Source document Block Start

That first year, 18 nests produced 43 flying wood stork chicks. Led by Robinette, scientists built nesting platforms—10-foot-tall poles with wire mesh “bowls” for nesting—that were kept safe from raccoons. They also planted cypress trees. “There were about a hundred platforms at the peak,” recalls Hayes. Occasionally, bird poop (from storks, egrets, and ibis) rendered the area’s soil too acidic for the trees to flourish. To bring the pH back up, the soil was periodically treated with lime. Once the trees got tall enough, the storks totally abandoned the platforms.

In the early 2000s, drought dried up 11 wood stork colonies in Georgia, and the birds were seen nesting in unusual places, including atop pine trees in people’s backyards. Fish and wildlife biologists from Savannah River Ecology Lab, which is part of the University of Georgia, began to band the chicks to track their survival. Each nest tends to produce two to three chicks, but the mortality rate for stork chicks is high. If wood stork chicks survived at an overall rate of 1.5 per nest, however, scientists were happy.

Source document Block End

§ **Tasks**:
(a) According to the wood stork passage, how many flying chicks did the 18 nests produce that first year?
(b) Update everything in the wood stork passage from "That first year, 18" down to "abandoned the platforms.", putting "predators" in place of "raccoons".

Excerpted data Block Start

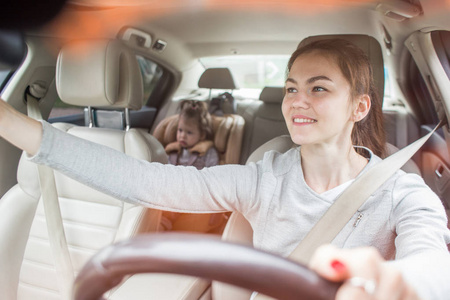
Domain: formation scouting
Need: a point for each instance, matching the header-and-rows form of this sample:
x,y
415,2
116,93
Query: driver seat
x,y
238,229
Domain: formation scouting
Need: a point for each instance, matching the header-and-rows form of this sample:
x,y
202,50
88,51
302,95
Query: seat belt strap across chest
x,y
56,236
346,205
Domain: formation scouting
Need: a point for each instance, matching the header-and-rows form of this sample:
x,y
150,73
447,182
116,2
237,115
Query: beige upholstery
x,y
228,133
263,120
91,219
238,229
99,73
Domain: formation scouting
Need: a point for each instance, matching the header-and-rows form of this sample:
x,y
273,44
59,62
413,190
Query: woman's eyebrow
x,y
291,80
316,78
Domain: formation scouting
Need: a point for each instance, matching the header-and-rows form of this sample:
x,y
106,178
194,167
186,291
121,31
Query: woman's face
x,y
317,106
188,133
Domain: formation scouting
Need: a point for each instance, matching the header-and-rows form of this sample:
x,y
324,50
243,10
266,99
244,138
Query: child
x,y
194,146
399,247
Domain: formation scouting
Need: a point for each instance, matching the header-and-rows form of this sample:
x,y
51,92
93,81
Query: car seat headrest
x,y
369,45
272,95
99,73
217,78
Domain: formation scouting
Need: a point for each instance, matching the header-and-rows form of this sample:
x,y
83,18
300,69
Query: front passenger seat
x,y
107,75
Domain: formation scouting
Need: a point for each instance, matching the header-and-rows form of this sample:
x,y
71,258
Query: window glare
x,y
252,71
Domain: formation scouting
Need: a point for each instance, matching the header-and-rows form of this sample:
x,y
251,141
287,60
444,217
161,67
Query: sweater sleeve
x,y
166,187
422,237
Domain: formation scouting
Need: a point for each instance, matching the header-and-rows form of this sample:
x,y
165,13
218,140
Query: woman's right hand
x,y
364,273
19,129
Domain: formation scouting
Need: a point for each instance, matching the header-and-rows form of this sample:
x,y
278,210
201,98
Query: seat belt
x,y
56,236
346,205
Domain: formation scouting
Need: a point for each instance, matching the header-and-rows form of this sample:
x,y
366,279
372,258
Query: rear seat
x,y
263,120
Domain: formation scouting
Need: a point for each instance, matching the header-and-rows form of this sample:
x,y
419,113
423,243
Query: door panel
x,y
436,166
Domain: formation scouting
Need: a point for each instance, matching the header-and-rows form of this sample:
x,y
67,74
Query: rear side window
x,y
441,43
151,74
5,75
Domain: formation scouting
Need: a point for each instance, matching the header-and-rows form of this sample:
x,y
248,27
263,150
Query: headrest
x,y
370,46
272,95
217,78
99,73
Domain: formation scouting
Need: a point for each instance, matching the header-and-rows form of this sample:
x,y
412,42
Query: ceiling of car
x,y
222,27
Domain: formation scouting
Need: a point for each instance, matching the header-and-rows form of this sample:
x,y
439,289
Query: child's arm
x,y
20,130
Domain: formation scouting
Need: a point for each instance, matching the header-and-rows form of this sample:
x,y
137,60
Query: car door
x,y
430,52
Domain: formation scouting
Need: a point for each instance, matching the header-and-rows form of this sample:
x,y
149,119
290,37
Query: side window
x,y
151,74
5,75
441,43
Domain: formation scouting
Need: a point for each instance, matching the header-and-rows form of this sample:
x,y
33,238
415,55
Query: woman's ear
x,y
362,107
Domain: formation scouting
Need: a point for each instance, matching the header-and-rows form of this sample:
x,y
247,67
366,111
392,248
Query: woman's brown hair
x,y
355,66
198,112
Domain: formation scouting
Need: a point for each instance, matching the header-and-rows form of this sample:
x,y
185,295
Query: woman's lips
x,y
301,120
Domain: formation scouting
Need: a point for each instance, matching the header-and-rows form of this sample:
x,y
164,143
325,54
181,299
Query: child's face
x,y
188,133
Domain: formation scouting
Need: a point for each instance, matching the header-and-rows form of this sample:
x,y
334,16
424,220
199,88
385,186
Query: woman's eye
x,y
318,89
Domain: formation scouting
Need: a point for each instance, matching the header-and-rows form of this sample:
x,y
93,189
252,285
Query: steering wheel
x,y
200,256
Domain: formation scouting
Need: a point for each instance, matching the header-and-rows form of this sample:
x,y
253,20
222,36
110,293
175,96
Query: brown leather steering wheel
x,y
201,256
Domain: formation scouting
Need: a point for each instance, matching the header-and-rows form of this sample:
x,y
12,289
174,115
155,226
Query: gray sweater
x,y
403,219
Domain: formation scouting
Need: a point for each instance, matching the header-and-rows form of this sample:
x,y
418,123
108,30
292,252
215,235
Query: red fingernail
x,y
338,266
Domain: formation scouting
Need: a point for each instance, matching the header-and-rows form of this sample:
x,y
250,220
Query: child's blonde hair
x,y
198,112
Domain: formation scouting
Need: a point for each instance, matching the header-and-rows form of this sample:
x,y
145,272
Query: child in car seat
x,y
194,146
397,249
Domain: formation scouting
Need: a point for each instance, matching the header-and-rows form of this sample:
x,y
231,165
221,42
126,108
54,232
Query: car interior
x,y
114,73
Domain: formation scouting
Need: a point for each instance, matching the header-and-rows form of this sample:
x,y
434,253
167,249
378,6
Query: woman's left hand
x,y
364,273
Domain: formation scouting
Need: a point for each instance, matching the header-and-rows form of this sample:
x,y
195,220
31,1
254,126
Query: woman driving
x,y
395,247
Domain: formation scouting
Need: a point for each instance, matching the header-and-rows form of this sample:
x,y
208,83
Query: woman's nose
x,y
300,100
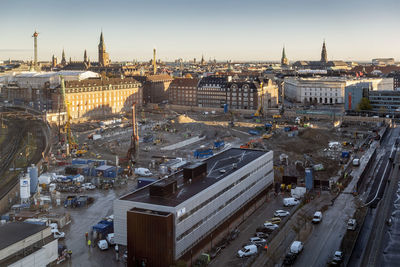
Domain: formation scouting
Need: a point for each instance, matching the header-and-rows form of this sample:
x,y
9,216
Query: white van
x,y
102,244
351,224
247,251
356,162
296,247
290,201
57,234
317,217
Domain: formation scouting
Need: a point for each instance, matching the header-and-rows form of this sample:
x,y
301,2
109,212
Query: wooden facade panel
x,y
150,238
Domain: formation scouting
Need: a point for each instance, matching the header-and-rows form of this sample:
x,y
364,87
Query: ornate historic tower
x,y
35,65
103,55
85,60
324,55
63,60
284,60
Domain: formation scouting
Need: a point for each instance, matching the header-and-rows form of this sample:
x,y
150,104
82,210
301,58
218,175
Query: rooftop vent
x,y
163,188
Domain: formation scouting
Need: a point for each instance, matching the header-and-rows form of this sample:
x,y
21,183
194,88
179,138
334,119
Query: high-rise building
x,y
284,60
324,55
103,55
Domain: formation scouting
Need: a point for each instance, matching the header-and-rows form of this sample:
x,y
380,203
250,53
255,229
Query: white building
x,y
203,197
24,244
327,90
37,80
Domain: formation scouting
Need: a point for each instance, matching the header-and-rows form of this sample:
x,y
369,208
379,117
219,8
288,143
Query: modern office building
x,y
354,93
327,90
164,221
385,101
25,244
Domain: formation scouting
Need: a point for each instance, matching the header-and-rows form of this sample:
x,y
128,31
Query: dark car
x,y
289,259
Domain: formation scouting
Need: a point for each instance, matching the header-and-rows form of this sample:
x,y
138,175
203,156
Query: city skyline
x,y
356,31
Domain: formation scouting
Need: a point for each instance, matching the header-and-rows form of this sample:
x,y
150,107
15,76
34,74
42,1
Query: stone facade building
x,y
183,91
99,97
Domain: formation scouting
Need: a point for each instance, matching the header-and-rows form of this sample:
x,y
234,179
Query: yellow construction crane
x,y
67,128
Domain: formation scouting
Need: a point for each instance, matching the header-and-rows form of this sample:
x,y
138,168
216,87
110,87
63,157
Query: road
x,y
369,245
327,236
82,221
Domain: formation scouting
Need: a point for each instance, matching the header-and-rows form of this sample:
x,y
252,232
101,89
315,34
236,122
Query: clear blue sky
x,y
224,29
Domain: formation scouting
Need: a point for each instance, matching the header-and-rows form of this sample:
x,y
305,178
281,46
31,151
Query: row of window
x,y
100,88
218,194
320,94
223,205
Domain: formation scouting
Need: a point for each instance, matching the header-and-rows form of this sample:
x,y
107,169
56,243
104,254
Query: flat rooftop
x,y
218,168
16,231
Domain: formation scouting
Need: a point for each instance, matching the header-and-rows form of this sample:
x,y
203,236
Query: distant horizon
x,y
255,30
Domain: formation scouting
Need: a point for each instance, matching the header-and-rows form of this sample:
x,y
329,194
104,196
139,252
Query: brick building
x,y
99,97
238,94
183,91
155,87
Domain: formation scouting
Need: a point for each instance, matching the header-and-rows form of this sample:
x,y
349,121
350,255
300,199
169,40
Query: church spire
x,y
284,60
324,55
63,60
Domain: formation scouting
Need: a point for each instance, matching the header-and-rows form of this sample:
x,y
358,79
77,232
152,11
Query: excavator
x,y
73,145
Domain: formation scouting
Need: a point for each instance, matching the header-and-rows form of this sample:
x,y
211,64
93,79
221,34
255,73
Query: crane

Excerpted data Block End

§ **Responses for each task**:
(a) 43

(b)
That first year, 18 nests produced 43 flying wood stork chicks. Led by Robinette, scientists built nesting platforms—10-foot-tall poles with wire mesh “bowls” for nesting—that were kept safe from predators. They also planted cypress trees. “There were about a hundred platforms at the peak,” recalls Hayes. Occasionally, bird poop (from storks, egrets, and ibis) rendered the area’s soil too acidic for the trees to flourish. To bring the pH back up, the soil was periodically treated with lime. Once the trees got tall enough, the storks totally abandoned the platforms.